**WHAT THE EXERCISE ASKS**
From the items below, keep only the lines that contain the word "cloud", treating uppercase and lowercase letters as different.

**INFORMATION SUPPLIED**
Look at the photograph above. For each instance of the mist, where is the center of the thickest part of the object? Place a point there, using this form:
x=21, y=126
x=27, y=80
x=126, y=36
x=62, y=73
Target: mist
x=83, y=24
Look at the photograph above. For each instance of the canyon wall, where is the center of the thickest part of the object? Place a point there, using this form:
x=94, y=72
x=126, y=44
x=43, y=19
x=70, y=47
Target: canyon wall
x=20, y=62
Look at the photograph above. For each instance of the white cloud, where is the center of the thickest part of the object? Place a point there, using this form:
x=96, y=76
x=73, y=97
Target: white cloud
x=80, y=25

* * *

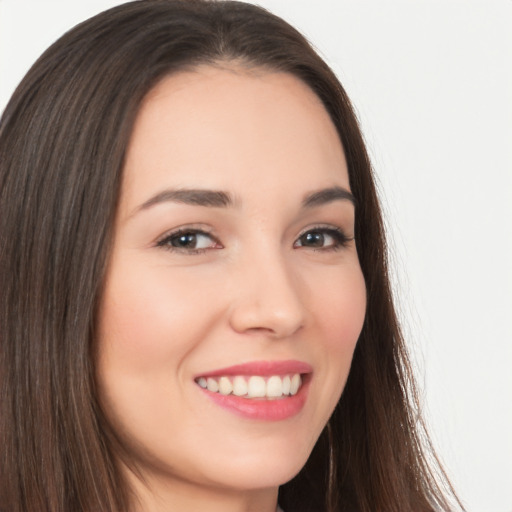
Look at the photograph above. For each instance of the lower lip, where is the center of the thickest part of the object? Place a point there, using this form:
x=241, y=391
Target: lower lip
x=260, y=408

**ANSWER BELOW**
Look at the photograph above. For each instance of the white cloud, where is the center of the thickest part of the object? Place a point there, using this form:
Target: white cloud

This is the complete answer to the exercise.